▸ **What you need to do**
Tally the lines of the records below that contain the word "pale". Reply with the number alone.

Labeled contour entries
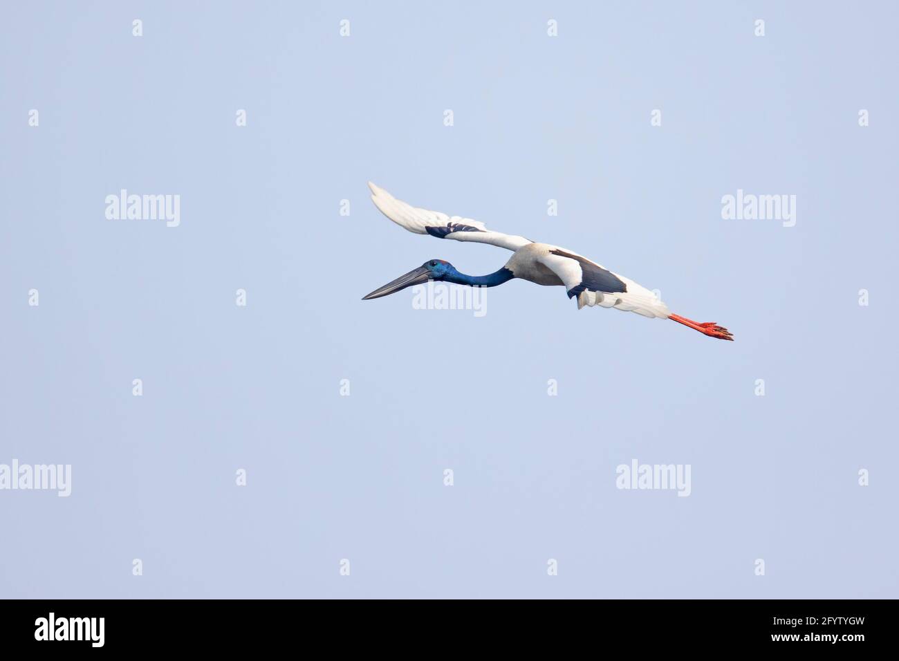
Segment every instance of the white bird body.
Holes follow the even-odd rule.
[[[578,309],[584,306],[600,306],[624,312],[636,312],[653,318],[670,318],[707,335],[732,339],[727,329],[717,326],[715,322],[699,324],[672,314],[668,307],[645,287],[629,278],[614,273],[577,253],[551,244],[537,243],[524,237],[494,232],[487,229],[484,223],[470,219],[448,216],[440,211],[413,207],[396,199],[370,182],[369,187],[371,189],[371,200],[381,212],[410,232],[430,234],[438,238],[450,238],[455,241],[485,243],[512,251],[513,255],[503,267],[503,271],[506,272],[505,276],[500,276],[498,281],[491,282],[488,286],[501,284],[509,277],[527,280],[539,285],[562,285],[568,292],[569,298],[577,299]],[[431,266],[436,266],[438,261],[432,263]],[[420,270],[427,266],[426,264]],[[451,268],[451,265],[449,267]],[[472,278],[456,272],[465,279],[459,281],[462,283],[476,284],[476,281],[467,282],[467,281],[484,281],[491,277]],[[492,276],[498,274],[499,272]],[[427,273],[419,273],[418,277],[426,276]],[[396,290],[396,286],[394,285],[408,286],[408,281],[401,282],[400,280],[372,292],[367,298],[377,298],[386,295],[385,292]]]

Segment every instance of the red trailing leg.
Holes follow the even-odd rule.
[[[731,335],[731,332],[723,326],[717,326],[717,324],[714,321],[707,321],[704,324],[700,324],[698,321],[688,319],[686,317],[681,317],[680,315],[669,315],[668,318],[676,321],[678,324],[683,324],[693,330],[698,330],[699,333],[707,335],[709,337],[717,337],[719,340],[730,340],[731,342],[734,341],[734,335]]]

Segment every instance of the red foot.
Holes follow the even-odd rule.
[[[707,321],[704,324],[700,324],[698,321],[688,319],[686,317],[681,317],[680,315],[670,315],[668,318],[676,321],[678,324],[683,324],[686,326],[690,326],[693,330],[698,330],[699,333],[703,333],[709,337],[717,337],[719,340],[730,340],[731,342],[734,341],[734,335],[731,335],[731,332],[723,326],[718,326],[714,321]]]

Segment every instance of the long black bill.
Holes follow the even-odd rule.
[[[405,290],[406,287],[412,287],[414,284],[423,284],[424,282],[427,282],[430,278],[431,272],[424,266],[419,266],[417,269],[399,276],[392,282],[387,282],[383,287],[378,287],[368,296],[363,296],[362,300],[368,300],[369,299],[379,299],[382,296],[395,293],[400,290]]]

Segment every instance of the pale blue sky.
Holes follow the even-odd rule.
[[[0,10],[0,463],[73,481],[0,491],[0,596],[899,596],[895,4],[379,4]],[[362,302],[510,255],[369,180],[736,341],[514,281]],[[121,188],[180,227],[106,220]],[[723,220],[737,189],[796,227]],[[632,459],[690,497],[617,489]]]

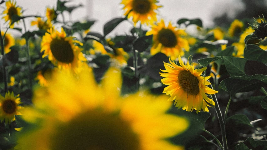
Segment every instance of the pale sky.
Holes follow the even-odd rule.
[[[88,2],[90,0],[90,2]],[[56,0],[17,0],[17,4],[23,9],[26,10],[23,13],[24,15],[38,15],[45,16],[46,7],[56,7]],[[237,4],[236,0],[160,0],[159,3],[163,7],[159,8],[160,18],[164,19],[168,22],[175,23],[177,20],[182,18],[193,19],[200,18],[203,21],[204,28],[211,27],[213,25],[211,17],[214,14],[220,14],[223,10],[223,8],[233,3]],[[123,11],[122,10],[123,5],[120,4],[121,0],[72,0],[68,2],[67,5],[78,5],[81,3],[84,7],[75,10],[73,12],[71,17],[74,21],[84,20],[88,16],[89,12],[92,13],[90,18],[96,20],[97,22],[91,27],[91,31],[103,33],[103,27],[105,23],[111,18],[122,16]],[[240,3],[240,2],[239,2]],[[0,12],[3,12],[5,7],[4,4],[0,8]],[[236,6],[240,6],[236,5]],[[238,7],[235,7],[238,8]],[[231,12],[233,10],[228,11]],[[69,19],[69,14],[64,14],[67,20]],[[1,18],[3,17],[2,15]],[[58,18],[61,19],[61,16]],[[30,22],[34,19],[31,18],[26,19],[27,29],[30,30],[35,29],[30,27]],[[3,25],[4,20],[1,21],[1,29],[3,30],[5,26]],[[23,28],[22,22],[15,27]],[[113,34],[123,34],[128,32],[132,25],[129,22],[125,22],[120,24],[113,32]],[[17,31],[13,32],[13,34],[18,35]]]

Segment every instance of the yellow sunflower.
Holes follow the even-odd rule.
[[[37,126],[17,133],[21,150],[182,150],[165,140],[183,132],[185,118],[167,114],[171,103],[140,92],[120,96],[119,69],[111,68],[101,85],[91,72],[73,78],[59,72],[34,92],[34,108],[23,117]]]
[[[180,56],[179,66],[170,60],[171,63],[164,62],[166,70],[161,70],[165,73],[160,73],[164,77],[161,80],[162,83],[168,86],[164,88],[163,93],[169,95],[168,101],[175,100],[174,104],[178,109],[192,111],[194,109],[197,113],[202,109],[205,112],[209,111],[207,106],[210,106],[207,102],[213,105],[215,103],[208,98],[206,93],[213,94],[218,92],[206,85],[211,84],[207,80],[210,76],[203,77],[201,75],[207,68],[195,69],[193,65],[190,65],[189,61],[186,66]]]
[[[47,8],[46,15],[46,18],[47,18],[47,22],[51,22],[57,17],[57,14],[54,8],[50,9],[49,8]]]
[[[5,120],[6,123],[10,124],[15,120],[15,115],[21,115],[19,110],[21,107],[18,105],[21,103],[19,95],[14,96],[14,93],[10,93],[8,91],[6,93],[5,97],[0,95],[0,119],[1,122]]]
[[[146,23],[147,25],[152,25],[157,21],[155,12],[162,7],[157,5],[158,2],[157,0],[122,0],[121,3],[124,5],[124,15],[129,14],[128,18],[132,17],[135,26],[139,20],[141,24]]]
[[[3,36],[5,33],[1,32],[2,36]],[[11,51],[9,49],[10,47],[15,45],[15,39],[12,35],[9,33],[6,34],[5,36],[5,39],[4,40],[4,49],[5,50],[5,53],[8,53]]]
[[[37,25],[37,27],[40,30],[47,30],[52,27],[52,24],[50,22],[45,22],[42,20],[40,17],[37,18],[37,20],[33,21],[31,24],[32,26]]]
[[[9,21],[9,25],[10,26],[11,25],[11,28],[14,28],[14,24],[11,25],[12,18],[13,15],[15,15],[20,16],[21,15],[21,8],[17,6],[16,7],[16,2],[14,2],[14,0],[12,0],[12,1],[11,0],[7,1],[6,2],[7,9],[3,12],[3,14],[6,14],[6,15],[2,18],[4,19],[6,22],[8,20]],[[18,21],[17,22],[18,22]]]
[[[228,30],[228,32],[231,37],[239,35],[243,30],[244,24],[238,19],[235,19],[231,23]]]
[[[74,45],[82,45],[82,43],[74,40],[72,37],[66,37],[63,28],[61,29],[60,33],[54,27],[50,28],[43,37],[41,44],[41,52],[44,52],[43,57],[48,56],[49,60],[60,69],[75,69],[82,61],[86,61],[81,49]]]
[[[179,55],[184,55],[183,50],[189,51],[188,42],[181,37],[186,35],[186,33],[173,26],[170,22],[168,27],[165,27],[164,20],[162,19],[146,34],[151,34],[153,35],[153,45],[150,50],[152,55],[161,52],[174,60]]]

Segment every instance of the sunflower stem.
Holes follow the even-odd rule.
[[[213,89],[213,88],[211,84],[209,85],[208,86],[212,89]],[[222,132],[222,136],[223,140],[223,150],[227,150],[228,149],[228,148],[227,147],[227,142],[226,140],[225,126],[223,122],[223,120],[222,112],[220,109],[220,107],[219,107],[218,100],[217,99],[217,98],[216,97],[216,95],[215,94],[212,95],[212,98],[213,100],[215,101],[216,103],[215,104],[215,110],[217,113],[217,117],[218,117],[218,119],[219,120],[219,123],[220,124],[220,126],[221,127],[221,132]]]
[[[213,143],[213,142],[211,142],[210,141],[209,141],[210,142],[211,142],[213,143],[214,144],[215,144],[215,145],[217,146],[217,147],[219,149],[220,148],[222,150],[223,150],[223,145],[222,145],[222,144],[221,143],[221,142],[220,142],[220,141],[219,141],[219,140],[218,140],[218,139],[217,138],[216,138],[216,137],[214,136],[214,135],[213,135],[213,134],[212,134],[212,133],[209,132],[208,131],[206,130],[205,129],[203,129],[203,131],[205,131],[206,133],[209,134],[214,139],[215,139],[215,140],[216,140],[216,141],[217,142],[217,143],[219,145],[219,146],[220,146],[220,147],[219,147],[218,146],[218,145],[217,145],[217,144],[216,144],[215,143]],[[205,137],[204,137],[204,138],[205,138]],[[206,139],[206,138],[205,138]]]
[[[5,55],[5,50],[4,47],[4,39],[3,37],[2,36],[2,34],[1,33],[1,30],[0,29],[0,41],[1,42],[1,54],[2,54],[2,65],[3,67],[3,77],[4,77],[4,82],[5,84],[5,93],[6,93],[8,92],[8,81],[7,80],[7,71],[6,70],[6,66],[5,66],[6,63],[6,61],[5,60],[5,58],[4,56]]]
[[[226,106],[226,109],[225,109],[225,112],[224,113],[224,119],[223,119],[223,123],[225,126],[225,124],[226,123],[226,118],[227,118],[227,112],[228,111],[228,108],[229,108],[229,105],[231,102],[231,97],[229,99],[229,101],[228,101],[228,103],[227,104],[227,106]]]
[[[266,91],[264,89],[263,87],[261,87],[261,91],[263,92],[263,93],[265,94],[266,96],[267,96],[267,92],[266,92]]]
[[[24,26],[24,30],[25,30],[25,33],[27,32],[26,29],[26,25],[25,24],[25,21],[24,19],[23,19],[22,20],[23,22],[23,25]],[[26,40],[26,49],[27,55],[28,56],[28,68],[29,70],[29,89],[31,90],[33,87],[33,83],[32,82],[32,69],[31,69],[31,56],[30,55],[30,48],[29,47],[29,41],[28,39],[25,39]]]

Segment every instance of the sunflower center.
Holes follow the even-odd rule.
[[[18,11],[17,10],[17,9],[14,6],[11,6],[8,9],[8,15],[9,16],[9,18],[12,19],[12,17],[14,15],[17,15]]]
[[[70,63],[74,59],[71,46],[64,39],[53,39],[50,44],[50,49],[53,56],[59,62]]]
[[[173,48],[177,44],[175,34],[169,29],[162,29],[158,32],[158,40],[165,47]]]
[[[189,70],[182,70],[178,75],[178,82],[188,95],[196,95],[199,92],[198,79]]]
[[[12,114],[16,112],[17,104],[13,101],[8,99],[4,101],[2,104],[2,107],[5,113]]]
[[[151,3],[148,0],[134,0],[132,5],[133,10],[141,14],[148,12],[151,7]]]
[[[62,124],[52,137],[52,150],[139,150],[139,139],[118,115],[91,110]]]

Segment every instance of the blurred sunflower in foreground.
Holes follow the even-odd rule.
[[[16,6],[16,2],[14,2],[14,0],[11,0],[6,2],[6,6],[7,6],[7,9],[3,12],[3,14],[6,14],[6,15],[2,18],[5,19],[6,22],[9,21],[9,25],[10,26],[12,22],[12,18],[14,15],[17,15],[20,16],[21,15],[21,8]],[[18,21],[17,22],[18,22]],[[10,26],[10,28],[14,28],[14,24]]]
[[[151,50],[151,55],[161,52],[171,59],[174,60],[179,55],[183,56],[184,50],[189,51],[188,42],[181,37],[187,35],[182,30],[178,29],[172,26],[170,22],[165,27],[163,19],[157,24],[152,27],[152,30],[148,31],[146,35],[153,35],[153,45]]]
[[[41,52],[44,52],[43,58],[48,56],[49,60],[59,68],[75,70],[82,61],[86,61],[81,49],[74,45],[83,44],[74,40],[72,37],[66,37],[63,28],[61,29],[61,33],[54,27],[48,30],[43,37]]]
[[[2,36],[4,36],[4,34],[5,33],[4,32],[1,32],[1,34]],[[4,49],[5,50],[5,53],[6,54],[9,52],[11,51],[9,48],[14,45],[15,39],[14,38],[11,34],[6,33],[4,40]]]
[[[200,69],[195,69],[194,65],[191,66],[187,60],[186,66],[179,57],[179,66],[169,60],[171,63],[164,62],[166,70],[161,70],[165,73],[160,73],[164,78],[161,82],[168,86],[164,88],[163,93],[169,95],[168,101],[175,100],[174,104],[178,109],[182,108],[187,111],[195,109],[197,113],[201,108],[204,112],[208,112],[207,106],[210,107],[208,102],[213,105],[215,103],[208,98],[206,93],[213,94],[218,92],[206,86],[211,84],[206,81],[211,76],[203,77],[201,74],[206,67]]]
[[[19,110],[21,107],[19,95],[14,96],[14,93],[9,91],[6,93],[5,97],[0,95],[0,119],[6,124],[10,124],[15,120],[15,115],[21,115]]]
[[[162,7],[157,5],[156,3],[158,2],[157,0],[122,0],[121,4],[124,5],[124,15],[129,14],[128,18],[132,17],[135,26],[139,20],[141,24],[147,25],[152,25],[157,21],[155,11]]]
[[[122,98],[121,71],[111,68],[100,85],[91,72],[61,72],[35,91],[23,117],[35,128],[19,134],[22,150],[184,149],[166,139],[183,132],[185,119],[165,113],[171,104],[140,92]]]

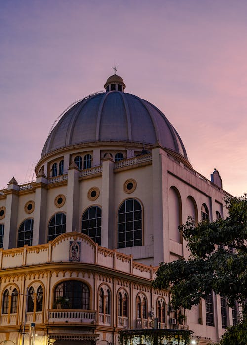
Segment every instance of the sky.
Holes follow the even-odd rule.
[[[54,121],[116,66],[195,170],[247,192],[247,13],[246,0],[0,0],[0,189],[32,179]]]

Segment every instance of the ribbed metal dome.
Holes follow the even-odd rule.
[[[41,157],[75,144],[106,141],[154,144],[187,158],[176,130],[154,105],[120,91],[93,95],[64,114],[51,131]]]

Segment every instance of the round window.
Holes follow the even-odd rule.
[[[94,201],[97,199],[99,196],[99,189],[98,187],[92,187],[88,191],[87,197],[89,200]]]
[[[124,189],[126,193],[132,193],[136,188],[137,183],[135,180],[129,179],[125,181],[124,185]]]
[[[65,203],[65,196],[63,194],[59,194],[55,199],[55,205],[57,207],[61,207]]]
[[[24,206],[24,210],[25,212],[28,214],[32,213],[34,210],[34,202],[33,201],[29,201],[26,202]]]

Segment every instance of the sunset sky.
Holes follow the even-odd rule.
[[[194,169],[247,192],[246,0],[0,0],[0,189],[117,74],[177,130]]]

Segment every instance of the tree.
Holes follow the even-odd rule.
[[[228,216],[195,224],[189,217],[181,227],[191,255],[161,263],[153,282],[156,288],[171,289],[171,303],[176,309],[190,309],[213,290],[243,308],[242,318],[227,329],[220,345],[247,344],[247,194],[226,199]]]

▸ **Answer for the task**
2